Texto para leitura:
Cozinhando Discografias: Sparklehorse

/ Por: Cleber Facchi 19/02/2019

Dono de uma limitada, porém, riquíssima seleção de obras, Mark Linkous atravessou a década de 1990 e início dos anos 2000 com alguns dos trabalhos mais sensíveis que embalaram a cena alternativa dos Estados Unidos. São obras como Good Morning Spider (1998) e It’s a Wonderful Life (2001) que serviram para aproximar o músico norte-americano de veteranos como Radiohead, PJ Harvey, Tom Waits e outros tantos artistas que encontraram na força dos sentimentos a base para o próprio amadurecimento criativo.

Consumido pela própria depressão e constantes abusos com drogas, Linkous tirou a própria vida em março de 2010, deixando para trás um delicado conjunto de faixas que continuam a reverberar nos registros de Devendra Banhart, Grizzly Bear e outros tantos músicos assumidamente influenciados pelo cantor e compositor estadunidense. Marcado pelo aspecto caseiro de suas obras, o músico de Arlington, Virgínia teve cada um dos trabalhos como Sparklehorse organizados do pior para o melhor lançamento em mais uma edição do Cozinhando Discografias. Nos comentários, conta pra gente: qual é o seu disco favorito do cantor?


#6. In The Fishtank 15
(2009, Konkurrent)

Tarefas a fazer:
a) Reproduza, do texto sobre o Sparklehorse, o trecho que começa pelas palavras "Cozinhando Discografias: Sparklehorse" e vai até "próprio amadurecimento criativo.".
b) Resuma o parágrafo do texto sobre o Sparklehorse que começa com "Consumido pela própria depressão", mantendo os fatos principais.

Entradas fornecidas:
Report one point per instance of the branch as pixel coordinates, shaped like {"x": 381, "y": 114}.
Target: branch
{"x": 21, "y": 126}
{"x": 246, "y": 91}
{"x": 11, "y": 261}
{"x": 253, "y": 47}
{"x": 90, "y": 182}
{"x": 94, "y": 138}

Respostas:
a)
Cozinhando Discografias: Sparklehorse

/ Por: Cleber Facchi 19/02/2019

Dono de uma limitada, porém, riquíssima seleção de obras, Mark Linkous atravessou a década de 1990 e início dos anos 2000 com alguns dos trabalhos mais sensíveis que embalaram a cena alternativa dos Estados Unidos. São obras como Good Morning Spider (1998) e It’s a Wonderful Life (2001) que serviram para aproximar o músico norte-americano de veteranos como Radiohead, PJ Harvey, Tom Waits e outros tantos artistas que encontraram na força dos sentimentos a base para o próprio amadurecimento criativo.

b) Linkous sofria de depressão e abusava de drogas. Ele tirou a própria vida em março de 2010. Suas faixas ainda ecoam nos discos de Devendra Banhart, Grizzly Bear e outros músicos influenciados por ele. O músico de Arlington, Virgínia, era marcado pelo jeito caseiro de suas obras. Nesta edição do Cozinhando Discografias, os discos do Sparklehorse foram ordenados do pior para o melhor. A edição também pede que os leitores contem nos comentários qual é o disco favorito deles.